Do this: Find the line containing "[trace] crayfish abdominal segment" in the material below; copy that line and all following lines exactly.

The input:
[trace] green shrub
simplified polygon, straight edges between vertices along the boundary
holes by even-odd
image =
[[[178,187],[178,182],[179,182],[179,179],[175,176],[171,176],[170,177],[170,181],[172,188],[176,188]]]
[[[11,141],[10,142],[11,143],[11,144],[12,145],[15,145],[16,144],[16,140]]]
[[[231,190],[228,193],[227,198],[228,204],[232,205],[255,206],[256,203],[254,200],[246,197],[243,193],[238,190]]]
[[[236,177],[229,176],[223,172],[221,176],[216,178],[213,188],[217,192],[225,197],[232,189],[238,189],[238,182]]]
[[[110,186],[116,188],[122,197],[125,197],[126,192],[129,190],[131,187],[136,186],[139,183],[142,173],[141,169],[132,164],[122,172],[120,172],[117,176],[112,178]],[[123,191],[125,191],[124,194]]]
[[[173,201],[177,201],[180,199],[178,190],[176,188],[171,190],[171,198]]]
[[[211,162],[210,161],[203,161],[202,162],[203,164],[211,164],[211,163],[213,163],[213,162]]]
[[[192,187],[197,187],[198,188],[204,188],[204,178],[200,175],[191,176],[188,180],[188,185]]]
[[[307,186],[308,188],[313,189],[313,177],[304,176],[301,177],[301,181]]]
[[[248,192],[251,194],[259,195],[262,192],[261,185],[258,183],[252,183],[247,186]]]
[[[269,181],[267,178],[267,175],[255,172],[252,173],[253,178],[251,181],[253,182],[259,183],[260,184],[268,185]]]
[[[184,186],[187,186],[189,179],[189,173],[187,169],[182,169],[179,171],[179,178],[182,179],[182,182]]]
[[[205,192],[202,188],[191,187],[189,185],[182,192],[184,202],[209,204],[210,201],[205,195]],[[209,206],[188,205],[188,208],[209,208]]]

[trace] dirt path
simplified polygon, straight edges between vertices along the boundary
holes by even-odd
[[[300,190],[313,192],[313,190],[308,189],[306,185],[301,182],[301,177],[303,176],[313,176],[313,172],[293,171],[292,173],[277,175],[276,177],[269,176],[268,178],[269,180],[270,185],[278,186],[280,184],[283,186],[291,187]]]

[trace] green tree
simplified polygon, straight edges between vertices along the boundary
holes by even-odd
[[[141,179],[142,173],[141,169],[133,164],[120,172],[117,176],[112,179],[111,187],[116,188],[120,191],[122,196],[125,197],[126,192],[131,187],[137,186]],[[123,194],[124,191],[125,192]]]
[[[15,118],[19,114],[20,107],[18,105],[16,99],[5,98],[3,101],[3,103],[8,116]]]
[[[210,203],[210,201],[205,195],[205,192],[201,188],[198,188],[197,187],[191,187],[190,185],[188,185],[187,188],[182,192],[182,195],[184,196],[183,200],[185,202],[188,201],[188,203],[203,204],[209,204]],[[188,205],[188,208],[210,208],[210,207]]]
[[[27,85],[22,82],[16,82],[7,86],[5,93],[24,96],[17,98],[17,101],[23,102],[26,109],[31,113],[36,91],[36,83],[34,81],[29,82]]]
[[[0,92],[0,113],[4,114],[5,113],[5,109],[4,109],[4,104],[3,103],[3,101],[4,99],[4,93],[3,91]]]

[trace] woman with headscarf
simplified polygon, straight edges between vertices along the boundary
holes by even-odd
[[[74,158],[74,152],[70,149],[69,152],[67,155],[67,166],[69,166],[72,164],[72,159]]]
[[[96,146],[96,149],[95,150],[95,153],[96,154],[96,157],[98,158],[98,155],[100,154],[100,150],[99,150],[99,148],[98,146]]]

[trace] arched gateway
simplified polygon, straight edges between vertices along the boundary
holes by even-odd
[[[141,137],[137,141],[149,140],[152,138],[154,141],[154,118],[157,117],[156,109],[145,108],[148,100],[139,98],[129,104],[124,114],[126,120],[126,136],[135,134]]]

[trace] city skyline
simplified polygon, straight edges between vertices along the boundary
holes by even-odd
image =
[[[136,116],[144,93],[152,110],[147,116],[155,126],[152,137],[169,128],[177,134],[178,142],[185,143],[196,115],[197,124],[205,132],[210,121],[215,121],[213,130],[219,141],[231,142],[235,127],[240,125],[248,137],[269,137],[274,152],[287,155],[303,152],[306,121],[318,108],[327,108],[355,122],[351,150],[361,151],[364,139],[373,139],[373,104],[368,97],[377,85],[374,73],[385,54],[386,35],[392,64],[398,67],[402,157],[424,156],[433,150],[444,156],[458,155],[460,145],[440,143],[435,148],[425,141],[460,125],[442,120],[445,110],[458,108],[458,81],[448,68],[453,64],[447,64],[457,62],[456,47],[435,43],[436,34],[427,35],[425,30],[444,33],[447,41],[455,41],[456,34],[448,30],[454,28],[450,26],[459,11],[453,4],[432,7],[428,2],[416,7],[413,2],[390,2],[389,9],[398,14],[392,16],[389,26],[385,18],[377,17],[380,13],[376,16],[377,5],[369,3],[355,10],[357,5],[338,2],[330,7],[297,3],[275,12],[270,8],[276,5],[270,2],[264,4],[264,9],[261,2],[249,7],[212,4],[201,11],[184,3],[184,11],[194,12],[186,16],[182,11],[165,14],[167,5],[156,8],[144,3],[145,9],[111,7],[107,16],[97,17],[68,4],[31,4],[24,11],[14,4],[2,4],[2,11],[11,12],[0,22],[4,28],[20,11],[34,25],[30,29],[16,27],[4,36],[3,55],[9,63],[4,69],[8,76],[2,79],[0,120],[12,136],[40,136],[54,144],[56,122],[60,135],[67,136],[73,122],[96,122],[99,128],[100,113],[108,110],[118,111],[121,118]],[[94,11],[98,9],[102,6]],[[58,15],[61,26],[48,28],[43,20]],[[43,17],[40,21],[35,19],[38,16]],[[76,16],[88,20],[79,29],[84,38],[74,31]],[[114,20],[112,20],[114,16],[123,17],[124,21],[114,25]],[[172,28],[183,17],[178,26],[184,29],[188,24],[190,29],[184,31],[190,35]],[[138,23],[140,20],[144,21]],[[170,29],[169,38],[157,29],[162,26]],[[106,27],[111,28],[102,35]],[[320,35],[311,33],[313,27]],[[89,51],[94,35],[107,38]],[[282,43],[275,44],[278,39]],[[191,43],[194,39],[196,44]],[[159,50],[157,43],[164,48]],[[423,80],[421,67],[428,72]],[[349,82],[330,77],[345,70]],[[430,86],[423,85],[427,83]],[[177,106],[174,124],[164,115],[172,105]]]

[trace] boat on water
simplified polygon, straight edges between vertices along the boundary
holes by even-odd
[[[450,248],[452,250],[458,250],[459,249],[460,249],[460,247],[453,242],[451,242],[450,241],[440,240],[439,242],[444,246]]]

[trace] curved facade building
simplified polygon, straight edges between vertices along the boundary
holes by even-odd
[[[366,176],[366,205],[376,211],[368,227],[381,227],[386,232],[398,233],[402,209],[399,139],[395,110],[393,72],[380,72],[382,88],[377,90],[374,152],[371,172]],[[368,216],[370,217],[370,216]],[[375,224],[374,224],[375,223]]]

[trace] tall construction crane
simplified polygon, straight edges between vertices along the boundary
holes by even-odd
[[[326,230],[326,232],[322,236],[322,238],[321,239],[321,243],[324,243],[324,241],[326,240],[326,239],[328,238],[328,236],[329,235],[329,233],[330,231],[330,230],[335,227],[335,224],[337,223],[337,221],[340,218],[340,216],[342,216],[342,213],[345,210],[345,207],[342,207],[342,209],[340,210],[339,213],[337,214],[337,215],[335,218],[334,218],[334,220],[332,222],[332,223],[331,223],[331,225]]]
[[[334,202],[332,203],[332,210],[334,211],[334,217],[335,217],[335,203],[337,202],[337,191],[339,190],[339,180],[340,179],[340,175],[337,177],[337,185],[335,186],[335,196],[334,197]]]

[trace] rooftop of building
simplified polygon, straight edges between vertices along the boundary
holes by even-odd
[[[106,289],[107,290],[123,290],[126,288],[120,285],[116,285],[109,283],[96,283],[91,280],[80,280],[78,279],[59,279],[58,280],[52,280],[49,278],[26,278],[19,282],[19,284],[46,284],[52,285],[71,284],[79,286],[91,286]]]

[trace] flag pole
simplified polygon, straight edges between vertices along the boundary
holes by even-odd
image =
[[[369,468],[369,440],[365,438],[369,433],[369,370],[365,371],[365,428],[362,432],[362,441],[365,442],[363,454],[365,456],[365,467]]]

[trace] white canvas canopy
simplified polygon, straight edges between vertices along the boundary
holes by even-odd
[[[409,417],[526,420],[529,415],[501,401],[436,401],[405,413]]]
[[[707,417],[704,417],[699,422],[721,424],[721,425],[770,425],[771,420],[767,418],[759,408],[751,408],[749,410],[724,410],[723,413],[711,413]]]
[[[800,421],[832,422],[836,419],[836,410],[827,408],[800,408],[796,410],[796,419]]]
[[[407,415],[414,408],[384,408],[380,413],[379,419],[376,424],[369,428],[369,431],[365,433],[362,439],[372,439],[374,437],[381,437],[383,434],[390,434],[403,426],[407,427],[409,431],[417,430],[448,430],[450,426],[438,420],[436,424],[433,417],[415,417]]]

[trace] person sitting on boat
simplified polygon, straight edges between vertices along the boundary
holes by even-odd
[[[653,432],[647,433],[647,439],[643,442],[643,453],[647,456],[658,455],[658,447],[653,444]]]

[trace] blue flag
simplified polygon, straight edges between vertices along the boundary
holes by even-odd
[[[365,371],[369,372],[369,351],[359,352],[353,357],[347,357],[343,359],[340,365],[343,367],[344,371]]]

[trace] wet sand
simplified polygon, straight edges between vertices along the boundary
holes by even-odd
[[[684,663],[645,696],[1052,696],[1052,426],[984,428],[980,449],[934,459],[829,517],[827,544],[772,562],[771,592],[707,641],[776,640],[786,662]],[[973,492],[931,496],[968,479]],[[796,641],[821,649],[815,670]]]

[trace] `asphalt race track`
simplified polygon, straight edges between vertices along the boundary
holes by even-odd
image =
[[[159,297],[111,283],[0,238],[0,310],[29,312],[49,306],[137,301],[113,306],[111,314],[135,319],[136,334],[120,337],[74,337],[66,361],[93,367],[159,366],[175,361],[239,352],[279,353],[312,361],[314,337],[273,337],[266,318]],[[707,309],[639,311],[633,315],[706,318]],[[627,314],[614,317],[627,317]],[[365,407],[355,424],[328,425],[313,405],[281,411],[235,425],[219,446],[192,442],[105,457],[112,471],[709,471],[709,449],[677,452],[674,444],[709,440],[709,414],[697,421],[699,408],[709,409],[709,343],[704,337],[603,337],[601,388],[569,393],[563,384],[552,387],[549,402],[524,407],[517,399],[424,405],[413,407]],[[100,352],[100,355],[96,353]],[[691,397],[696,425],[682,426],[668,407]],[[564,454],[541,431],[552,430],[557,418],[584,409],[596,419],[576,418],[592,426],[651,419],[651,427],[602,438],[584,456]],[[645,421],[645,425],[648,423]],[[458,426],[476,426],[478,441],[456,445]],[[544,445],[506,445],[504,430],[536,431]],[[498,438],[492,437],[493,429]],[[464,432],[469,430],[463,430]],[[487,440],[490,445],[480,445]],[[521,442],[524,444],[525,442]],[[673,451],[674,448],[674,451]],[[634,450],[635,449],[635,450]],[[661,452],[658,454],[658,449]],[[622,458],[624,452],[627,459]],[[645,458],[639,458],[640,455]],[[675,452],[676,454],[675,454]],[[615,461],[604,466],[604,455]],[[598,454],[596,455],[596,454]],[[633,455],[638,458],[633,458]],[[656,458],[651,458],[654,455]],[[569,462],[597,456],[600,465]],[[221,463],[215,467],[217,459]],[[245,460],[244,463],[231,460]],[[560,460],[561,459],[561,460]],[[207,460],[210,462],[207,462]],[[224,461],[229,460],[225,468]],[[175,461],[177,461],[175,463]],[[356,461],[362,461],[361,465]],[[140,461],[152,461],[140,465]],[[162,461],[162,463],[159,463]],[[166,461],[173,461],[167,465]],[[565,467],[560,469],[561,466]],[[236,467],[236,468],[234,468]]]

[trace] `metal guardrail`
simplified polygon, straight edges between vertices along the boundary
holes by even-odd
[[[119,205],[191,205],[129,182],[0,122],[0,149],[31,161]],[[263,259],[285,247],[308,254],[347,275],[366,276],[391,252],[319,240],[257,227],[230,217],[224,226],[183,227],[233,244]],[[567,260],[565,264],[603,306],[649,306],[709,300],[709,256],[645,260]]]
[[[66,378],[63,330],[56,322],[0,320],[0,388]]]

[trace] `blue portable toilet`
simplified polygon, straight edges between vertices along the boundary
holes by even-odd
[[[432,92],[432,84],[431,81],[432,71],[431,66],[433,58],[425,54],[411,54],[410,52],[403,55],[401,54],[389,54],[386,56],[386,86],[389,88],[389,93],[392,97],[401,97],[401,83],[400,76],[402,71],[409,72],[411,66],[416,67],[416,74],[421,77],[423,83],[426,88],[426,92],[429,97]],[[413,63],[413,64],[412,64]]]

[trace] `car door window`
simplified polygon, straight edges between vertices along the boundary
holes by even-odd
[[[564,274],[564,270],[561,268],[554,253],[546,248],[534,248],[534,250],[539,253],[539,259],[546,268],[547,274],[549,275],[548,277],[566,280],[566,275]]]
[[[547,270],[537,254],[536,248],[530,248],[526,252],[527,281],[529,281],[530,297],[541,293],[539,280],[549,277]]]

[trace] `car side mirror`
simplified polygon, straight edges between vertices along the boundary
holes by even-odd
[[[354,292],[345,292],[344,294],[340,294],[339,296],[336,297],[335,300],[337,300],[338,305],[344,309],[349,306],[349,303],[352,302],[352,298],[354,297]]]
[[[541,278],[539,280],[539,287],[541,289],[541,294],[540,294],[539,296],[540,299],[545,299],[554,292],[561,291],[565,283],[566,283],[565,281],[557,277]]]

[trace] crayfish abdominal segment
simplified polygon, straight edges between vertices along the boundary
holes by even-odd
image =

In response:
[trace] crayfish abdominal segment
simplified polygon, straight edges between vertices along the boundary
holes by even-odd
image =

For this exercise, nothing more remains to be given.